**The task:** Return every entry exactly as written.
╭──
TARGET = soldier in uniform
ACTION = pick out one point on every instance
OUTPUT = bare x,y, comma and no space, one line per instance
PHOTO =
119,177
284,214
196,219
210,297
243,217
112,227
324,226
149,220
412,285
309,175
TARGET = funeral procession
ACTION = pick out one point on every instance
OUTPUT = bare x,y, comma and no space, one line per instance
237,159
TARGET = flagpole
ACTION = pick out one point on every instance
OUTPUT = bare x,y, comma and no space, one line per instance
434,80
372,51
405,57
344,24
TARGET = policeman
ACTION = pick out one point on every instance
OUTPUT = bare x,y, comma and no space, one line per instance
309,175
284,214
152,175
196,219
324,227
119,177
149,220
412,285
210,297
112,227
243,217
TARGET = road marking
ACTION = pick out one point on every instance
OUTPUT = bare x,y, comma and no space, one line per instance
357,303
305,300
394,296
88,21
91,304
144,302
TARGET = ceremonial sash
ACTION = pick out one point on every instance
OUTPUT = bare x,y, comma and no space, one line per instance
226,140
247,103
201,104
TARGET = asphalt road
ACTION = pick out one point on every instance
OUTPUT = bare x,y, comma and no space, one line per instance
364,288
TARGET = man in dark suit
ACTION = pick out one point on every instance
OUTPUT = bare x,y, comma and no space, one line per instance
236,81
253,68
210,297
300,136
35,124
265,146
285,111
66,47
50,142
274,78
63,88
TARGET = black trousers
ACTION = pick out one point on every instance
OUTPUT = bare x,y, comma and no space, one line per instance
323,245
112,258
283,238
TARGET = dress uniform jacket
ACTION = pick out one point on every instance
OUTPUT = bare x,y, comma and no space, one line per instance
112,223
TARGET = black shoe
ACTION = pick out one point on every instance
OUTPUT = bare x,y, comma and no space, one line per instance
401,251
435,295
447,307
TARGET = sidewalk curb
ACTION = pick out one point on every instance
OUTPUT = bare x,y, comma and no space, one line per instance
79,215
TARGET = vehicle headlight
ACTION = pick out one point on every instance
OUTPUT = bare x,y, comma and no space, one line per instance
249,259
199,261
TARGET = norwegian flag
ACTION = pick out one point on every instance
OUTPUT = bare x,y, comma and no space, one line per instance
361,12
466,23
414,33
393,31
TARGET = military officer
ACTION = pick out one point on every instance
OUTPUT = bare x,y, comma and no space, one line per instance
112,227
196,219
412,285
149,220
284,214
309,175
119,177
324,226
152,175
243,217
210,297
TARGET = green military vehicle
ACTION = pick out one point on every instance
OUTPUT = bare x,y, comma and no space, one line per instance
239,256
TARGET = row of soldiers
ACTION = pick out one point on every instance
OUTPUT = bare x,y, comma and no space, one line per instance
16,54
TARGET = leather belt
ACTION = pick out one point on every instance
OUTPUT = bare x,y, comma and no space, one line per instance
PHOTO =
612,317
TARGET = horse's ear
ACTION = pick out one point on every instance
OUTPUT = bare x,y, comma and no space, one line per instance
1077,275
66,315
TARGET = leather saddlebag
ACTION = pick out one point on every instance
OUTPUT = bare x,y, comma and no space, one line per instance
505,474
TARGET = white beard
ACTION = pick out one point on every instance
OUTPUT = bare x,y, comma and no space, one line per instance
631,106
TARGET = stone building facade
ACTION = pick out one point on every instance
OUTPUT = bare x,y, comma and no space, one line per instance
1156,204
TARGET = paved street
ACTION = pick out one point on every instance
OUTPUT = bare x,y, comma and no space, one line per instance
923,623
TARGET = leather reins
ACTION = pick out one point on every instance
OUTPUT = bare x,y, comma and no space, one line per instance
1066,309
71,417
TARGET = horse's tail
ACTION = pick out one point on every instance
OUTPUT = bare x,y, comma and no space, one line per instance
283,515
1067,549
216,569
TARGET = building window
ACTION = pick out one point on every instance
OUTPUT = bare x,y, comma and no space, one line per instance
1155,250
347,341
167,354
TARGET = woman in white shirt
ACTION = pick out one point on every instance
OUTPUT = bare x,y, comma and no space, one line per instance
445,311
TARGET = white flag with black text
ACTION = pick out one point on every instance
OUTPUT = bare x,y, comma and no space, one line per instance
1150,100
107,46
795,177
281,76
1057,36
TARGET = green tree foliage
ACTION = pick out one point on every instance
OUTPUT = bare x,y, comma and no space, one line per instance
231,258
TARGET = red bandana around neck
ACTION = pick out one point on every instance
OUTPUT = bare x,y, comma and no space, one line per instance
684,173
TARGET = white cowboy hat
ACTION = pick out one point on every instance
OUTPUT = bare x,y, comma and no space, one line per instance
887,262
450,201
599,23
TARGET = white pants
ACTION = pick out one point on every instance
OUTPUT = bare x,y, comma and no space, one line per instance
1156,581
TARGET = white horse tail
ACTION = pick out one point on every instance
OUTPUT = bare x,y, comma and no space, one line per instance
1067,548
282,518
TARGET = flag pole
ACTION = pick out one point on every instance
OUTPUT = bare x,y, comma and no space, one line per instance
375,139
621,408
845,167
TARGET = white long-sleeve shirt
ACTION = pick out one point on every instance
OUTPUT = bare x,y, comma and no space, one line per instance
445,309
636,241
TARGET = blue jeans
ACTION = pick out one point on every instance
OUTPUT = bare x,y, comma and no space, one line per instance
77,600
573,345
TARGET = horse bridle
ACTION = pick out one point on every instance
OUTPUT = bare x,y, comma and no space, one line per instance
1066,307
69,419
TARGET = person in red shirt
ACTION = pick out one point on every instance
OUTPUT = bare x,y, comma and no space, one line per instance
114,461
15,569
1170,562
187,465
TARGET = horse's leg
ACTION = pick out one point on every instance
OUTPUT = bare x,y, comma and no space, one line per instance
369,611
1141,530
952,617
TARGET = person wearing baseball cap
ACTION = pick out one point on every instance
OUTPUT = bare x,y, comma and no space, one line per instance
╰──
**Output for this task:**
TARGET = soldier in uniform
ACTION = pick out one point on every instance
OUTPUT = bare x,y, comma and no space, one line per instance
PHOTO =
119,177
284,214
196,219
210,297
243,217
112,227
324,226
149,220
412,285
309,175
TARGET = funeral procession
ACTION = pick out one point on every instance
OUTPUT = bare x,y, comma and no space, one line per instance
237,159
TARGET = flagpole
ACTION = pick out one point on every instance
OUTPUT = bare x,y, comma and no space, one line per instance
434,80
372,51
405,57
344,24
TARGET = policeman
ACTION = pick out one point on every instance
OUTPUT = bare x,y, comma and no space, one line per instance
309,175
284,214
152,175
196,219
324,227
119,177
149,220
412,285
210,297
112,227
243,217
TARGET = road marking
ACTION = pick out one point on every instance
OUTPUT = bare x,y, comma and no space, one line per instance
357,303
305,300
394,296
88,21
91,304
144,302
TARGET = ceremonial sash
ACTION = pick out one point on every instance
OUTPUT = bare x,y, comma and no space, one line per instance
226,140
247,103
201,104
TARGET = asphalt road
ACTION = pick out one point on every instance
OUTPUT = bare x,y, comma and no space, one line per instance
364,288
TARGET = man in dark suit
ACTION = pick out one point on every instance
OUTPUT = bare x,y, comma and no space, one line per instance
236,81
253,68
210,297
300,136
35,124
265,146
285,111
66,47
50,142
274,78
63,88
TARGET = black trousers
ACTION = pick out one point on every instance
OUTPUT = bare x,y, comma and no space, one line per instance
323,245
112,258
283,238
TARGET = dress uniform jacket
ACTION = pick out one point on every instance
OUTPUT = bare x,y, comma and no space, one line per instance
112,223
TARGET = black shoe
ACTION = pick out one point on every instance
OUTPUT = bare x,y, comma and no space, one line per instance
401,251
435,295
447,307
TARGET = sidewalk curb
ACTION = pick out one point on every instance
OUTPUT = bare x,y, comma and no space, one line per instance
79,215
TARGET = vehicle headlight
ACTION = pick out one point on every instance
OUTPUT = bare x,y, comma and no space, one line per instance
249,259
199,261
TARGET = norwegian flag
ACTION = pick out one point on every instance
OUTPUT = bare x,y, comma and no space, one line per instance
361,12
466,23
414,33
393,31
TARGET = military officer
ACTION = pick out one point on every instance
OUTPUT = bare x,y, comma and no space, one line per instance
112,227
196,219
412,285
149,220
284,214
309,175
119,177
324,226
152,175
243,217
210,297
TARGET = green military vehicle
ACTION = pick out one point on every instance
OUTPUT = bare x,y, comma and no space, one line per instance
239,256
TARGET = row of soldiers
ACTION = pick out one point on every instance
OUTPUT = bare x,y, comma and no space, one line per instance
16,54
TARGET = leather belt
ACTION = pick out one point on every instance
OUTPUT = bare x,y, comma and no space, one line per instance
PHOTO =
612,317
TARGET = horse's ear
ACTION = pick out one point on every instance
OUTPUT = bare x,y, comma and no space, one line per instance
1077,275
66,315
TARGET = leather saddlebag
ACTION = pick out one point on every instance
OUTPUT = bare x,y, comma and no space, one line per instance
505,474
TARGET = white beard
ACTION = pick out one point on every instance
OUTPUT = bare x,y, comma and no space, one line per instance
631,106
TARGET = stone building facade
ACTION = pick out one point on every instance
OUTPUT = bare x,y, comma and no space, one line per instance
1156,204
TARGET = paved street
ACTION = pick out one point on every instance
OUTPUT = bare x,y, comma and no space, one line per instance
923,623
TARGET = leather reins
ACTION = pick out one point on every instance
OUTPUT = bare x,y, comma and no space, one line per instance
1066,309
71,417
TARGET = horse's tail
ACTION = pick out one point on every instance
OUTPUT = bare x,y, comma and no space, one line per instance
283,515
1067,549
216,569
TARGET = building window
ACTION = pick out one point on every instance
OUTPUT = bare x,y, comma and no space, one line per instance
1155,250
347,341
167,354
TARGET = woman in white shirt
ACTION = pick out one point on every instance
OUTPUT = bare x,y, comma and no space, one line per instance
445,311
TARGET = white flag with black text
ACTION = pick out one point on every instance
OUTPUT = bare x,y, comma and no space, one line per instance
1150,100
107,46
795,177
281,76
1057,36
TARGET = green tree foliage
ACTION = pick out one point on every instance
OUTPUT = bare x,y, comma and no space, one line per instance
231,258
TARGET = red bandana around neck
ACTION = pick out one point on every instance
OUTPUT = bare x,y, comma and no space, one line per instance
684,173
TARGET = white cowboy hat
ACTION = pick out one point on every instance
OUTPUT = bare x,y, comma and no space, one line per instance
887,262
450,201
599,23
TARGET = white pants
ACTION = pick out one point on every instance
OUTPUT = bare x,y, comma and no space, one line per instance
1156,581
TARGET = white horse tail
ACTION = pick out one point on every instance
OUTPUT = bare x,y, comma and no space, one line per instance
1067,548
282,518
TARGET = flag pole
ACTION = pick out one point on every instance
OUTPUT = bare x,y, comma and no space, one line per instance
375,139
621,408
845,167
TARGET = white long-sleeve shirt
ACTION = pick out one point on every instance
OUTPUT = bare x,y, comma and no space, one line per instance
445,309
636,241
TARGET = blue jeans
ACTION = pick out one point on every instance
OUTPUT = bare x,y, comma and no space, one line per instance
77,600
573,345
TARGET = horse bridle
ACTION = pick out one point on every instance
OUTPUT = bare x,y, comma and no space, one line per instance
1066,307
69,419
TARGET = person in red shirt
ACTION = pick out one point on every instance
OUTPUT = bare x,y, comma and no space, one line per instance
114,461
15,569
1170,562
187,465
TARGET = horse's leg
ACTION = pick out one point on every instance
OUTPUT = bare x,y, comma and no space, one line per instance
369,611
1141,530
952,617
TARGET = person wearing baseball cap
ACTION = pick out one point on every instance
OUTPUT = bare x,y, comma and no space, one line per instance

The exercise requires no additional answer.